Saved entries
*** Begin section ***
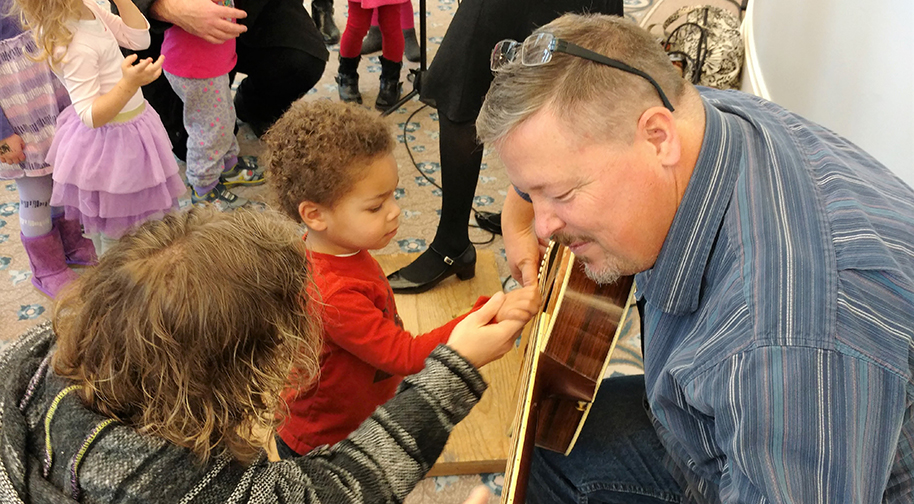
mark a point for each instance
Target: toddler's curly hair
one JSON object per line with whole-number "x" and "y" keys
{"x": 317, "y": 150}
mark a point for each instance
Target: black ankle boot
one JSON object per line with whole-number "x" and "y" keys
{"x": 372, "y": 41}
{"x": 411, "y": 50}
{"x": 391, "y": 87}
{"x": 322, "y": 13}
{"x": 429, "y": 269}
{"x": 348, "y": 80}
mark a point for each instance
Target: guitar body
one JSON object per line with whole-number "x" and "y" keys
{"x": 566, "y": 354}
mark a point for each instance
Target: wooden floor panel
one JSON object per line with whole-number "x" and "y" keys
{"x": 480, "y": 443}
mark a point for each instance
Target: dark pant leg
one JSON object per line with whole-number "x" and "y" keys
{"x": 276, "y": 77}
{"x": 164, "y": 100}
{"x": 461, "y": 157}
{"x": 617, "y": 459}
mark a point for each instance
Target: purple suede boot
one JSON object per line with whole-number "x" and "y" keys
{"x": 77, "y": 248}
{"x": 47, "y": 261}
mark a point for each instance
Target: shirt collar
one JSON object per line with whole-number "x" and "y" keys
{"x": 674, "y": 283}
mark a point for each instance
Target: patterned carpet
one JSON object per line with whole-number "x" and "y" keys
{"x": 22, "y": 306}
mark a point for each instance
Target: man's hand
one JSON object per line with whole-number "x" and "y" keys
{"x": 11, "y": 149}
{"x": 480, "y": 342}
{"x": 522, "y": 247}
{"x": 143, "y": 72}
{"x": 203, "y": 18}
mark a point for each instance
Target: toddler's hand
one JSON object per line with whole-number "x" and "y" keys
{"x": 520, "y": 304}
{"x": 480, "y": 342}
{"x": 143, "y": 72}
{"x": 11, "y": 149}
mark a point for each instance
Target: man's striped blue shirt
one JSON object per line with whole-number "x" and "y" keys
{"x": 779, "y": 317}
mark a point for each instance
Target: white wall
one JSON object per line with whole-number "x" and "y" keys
{"x": 846, "y": 64}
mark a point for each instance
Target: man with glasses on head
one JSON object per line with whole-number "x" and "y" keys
{"x": 774, "y": 265}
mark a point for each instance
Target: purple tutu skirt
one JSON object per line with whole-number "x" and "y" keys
{"x": 114, "y": 177}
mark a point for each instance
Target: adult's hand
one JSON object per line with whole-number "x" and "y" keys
{"x": 479, "y": 339}
{"x": 522, "y": 247}
{"x": 210, "y": 21}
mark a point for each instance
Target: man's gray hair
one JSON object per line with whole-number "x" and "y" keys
{"x": 592, "y": 99}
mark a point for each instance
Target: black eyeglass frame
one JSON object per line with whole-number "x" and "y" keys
{"x": 563, "y": 46}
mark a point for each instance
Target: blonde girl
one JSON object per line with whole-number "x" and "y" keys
{"x": 113, "y": 166}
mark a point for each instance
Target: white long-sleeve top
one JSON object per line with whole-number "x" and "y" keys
{"x": 91, "y": 65}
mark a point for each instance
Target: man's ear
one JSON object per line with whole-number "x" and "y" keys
{"x": 312, "y": 215}
{"x": 658, "y": 127}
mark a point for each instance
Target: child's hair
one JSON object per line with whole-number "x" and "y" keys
{"x": 48, "y": 20}
{"x": 190, "y": 328}
{"x": 315, "y": 150}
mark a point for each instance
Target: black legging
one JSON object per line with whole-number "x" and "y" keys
{"x": 461, "y": 157}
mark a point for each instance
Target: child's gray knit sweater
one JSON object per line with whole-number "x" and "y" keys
{"x": 380, "y": 462}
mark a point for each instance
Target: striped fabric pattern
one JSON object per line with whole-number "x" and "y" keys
{"x": 780, "y": 314}
{"x": 379, "y": 463}
{"x": 30, "y": 98}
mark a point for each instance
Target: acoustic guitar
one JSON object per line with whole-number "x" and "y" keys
{"x": 567, "y": 350}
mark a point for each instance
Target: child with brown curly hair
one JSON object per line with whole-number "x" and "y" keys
{"x": 331, "y": 167}
{"x": 160, "y": 379}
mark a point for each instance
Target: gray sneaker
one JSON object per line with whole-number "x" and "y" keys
{"x": 220, "y": 197}
{"x": 242, "y": 174}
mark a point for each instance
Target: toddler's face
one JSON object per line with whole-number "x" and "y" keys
{"x": 368, "y": 216}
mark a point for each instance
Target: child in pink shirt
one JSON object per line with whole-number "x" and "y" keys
{"x": 198, "y": 71}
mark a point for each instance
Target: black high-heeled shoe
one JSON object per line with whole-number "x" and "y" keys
{"x": 406, "y": 281}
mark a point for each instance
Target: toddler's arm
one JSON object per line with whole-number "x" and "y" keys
{"x": 11, "y": 149}
{"x": 108, "y": 105}
{"x": 520, "y": 304}
{"x": 11, "y": 144}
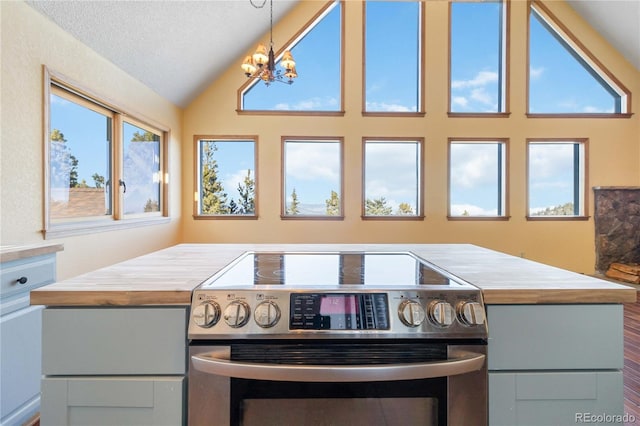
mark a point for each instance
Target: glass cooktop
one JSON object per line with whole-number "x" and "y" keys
{"x": 305, "y": 269}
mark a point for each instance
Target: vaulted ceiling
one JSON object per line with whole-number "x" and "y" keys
{"x": 177, "y": 47}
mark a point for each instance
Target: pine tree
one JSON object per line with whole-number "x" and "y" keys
{"x": 293, "y": 208}
{"x": 404, "y": 209}
{"x": 213, "y": 198}
{"x": 247, "y": 191}
{"x": 377, "y": 207}
{"x": 333, "y": 204}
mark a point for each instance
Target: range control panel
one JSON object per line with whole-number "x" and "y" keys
{"x": 218, "y": 314}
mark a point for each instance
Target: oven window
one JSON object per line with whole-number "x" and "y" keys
{"x": 409, "y": 402}
{"x": 336, "y": 411}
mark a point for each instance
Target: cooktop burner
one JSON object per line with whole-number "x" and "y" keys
{"x": 304, "y": 269}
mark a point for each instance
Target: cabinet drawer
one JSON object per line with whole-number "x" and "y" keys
{"x": 555, "y": 337}
{"x": 20, "y": 353}
{"x": 124, "y": 401}
{"x": 553, "y": 398}
{"x": 35, "y": 272}
{"x": 114, "y": 341}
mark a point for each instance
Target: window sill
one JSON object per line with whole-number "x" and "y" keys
{"x": 226, "y": 217}
{"x": 93, "y": 227}
{"x": 557, "y": 218}
{"x": 479, "y": 218}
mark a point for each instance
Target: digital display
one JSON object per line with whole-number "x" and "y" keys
{"x": 341, "y": 304}
{"x": 339, "y": 311}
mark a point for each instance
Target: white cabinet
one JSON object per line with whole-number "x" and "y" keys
{"x": 20, "y": 335}
{"x": 555, "y": 364}
{"x": 114, "y": 366}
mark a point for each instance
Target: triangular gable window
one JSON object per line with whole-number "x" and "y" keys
{"x": 317, "y": 51}
{"x": 563, "y": 77}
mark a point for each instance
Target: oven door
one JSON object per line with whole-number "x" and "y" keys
{"x": 337, "y": 383}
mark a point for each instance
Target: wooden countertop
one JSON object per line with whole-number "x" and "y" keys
{"x": 168, "y": 276}
{"x": 9, "y": 253}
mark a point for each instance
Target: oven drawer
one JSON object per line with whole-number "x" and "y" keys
{"x": 115, "y": 341}
{"x": 113, "y": 400}
{"x": 553, "y": 398}
{"x": 555, "y": 337}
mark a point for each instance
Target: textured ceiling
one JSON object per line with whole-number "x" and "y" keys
{"x": 178, "y": 47}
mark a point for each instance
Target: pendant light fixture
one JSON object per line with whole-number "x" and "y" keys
{"x": 262, "y": 64}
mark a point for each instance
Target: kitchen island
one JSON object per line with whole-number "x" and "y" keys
{"x": 115, "y": 346}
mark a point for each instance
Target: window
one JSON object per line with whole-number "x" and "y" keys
{"x": 392, "y": 178}
{"x": 312, "y": 178}
{"x": 557, "y": 172}
{"x": 318, "y": 51}
{"x": 477, "y": 179}
{"x": 104, "y": 168}
{"x": 226, "y": 177}
{"x": 478, "y": 49}
{"x": 563, "y": 77}
{"x": 141, "y": 169}
{"x": 393, "y": 30}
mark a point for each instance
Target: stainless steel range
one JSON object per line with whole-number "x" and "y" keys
{"x": 372, "y": 338}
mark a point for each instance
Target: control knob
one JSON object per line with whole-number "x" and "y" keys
{"x": 411, "y": 313}
{"x": 236, "y": 314}
{"x": 470, "y": 313}
{"x": 441, "y": 313}
{"x": 266, "y": 314}
{"x": 206, "y": 314}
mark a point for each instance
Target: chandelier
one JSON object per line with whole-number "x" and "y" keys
{"x": 262, "y": 64}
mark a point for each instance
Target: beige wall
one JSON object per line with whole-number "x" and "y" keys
{"x": 613, "y": 150}
{"x": 28, "y": 41}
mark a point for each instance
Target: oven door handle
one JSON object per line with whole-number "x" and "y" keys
{"x": 218, "y": 363}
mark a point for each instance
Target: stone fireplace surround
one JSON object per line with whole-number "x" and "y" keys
{"x": 617, "y": 225}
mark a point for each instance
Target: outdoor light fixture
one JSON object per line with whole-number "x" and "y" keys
{"x": 262, "y": 64}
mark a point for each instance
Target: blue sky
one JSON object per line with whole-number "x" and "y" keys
{"x": 558, "y": 84}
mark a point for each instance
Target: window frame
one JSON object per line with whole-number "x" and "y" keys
{"x": 505, "y": 42}
{"x": 77, "y": 93}
{"x": 579, "y": 49}
{"x": 306, "y": 28}
{"x": 421, "y": 63}
{"x": 283, "y": 179}
{"x": 196, "y": 176}
{"x": 581, "y": 193}
{"x": 503, "y": 182}
{"x": 420, "y": 214}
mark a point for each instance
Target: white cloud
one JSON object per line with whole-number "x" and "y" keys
{"x": 389, "y": 107}
{"x": 313, "y": 161}
{"x": 473, "y": 165}
{"x": 472, "y": 210}
{"x": 481, "y": 79}
{"x": 481, "y": 95}
{"x": 311, "y": 104}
*** End section ***
(ASSIGNED TASK):
Answer with a single number, the count of lines above that contain "shirt".

(SOLUTION):
3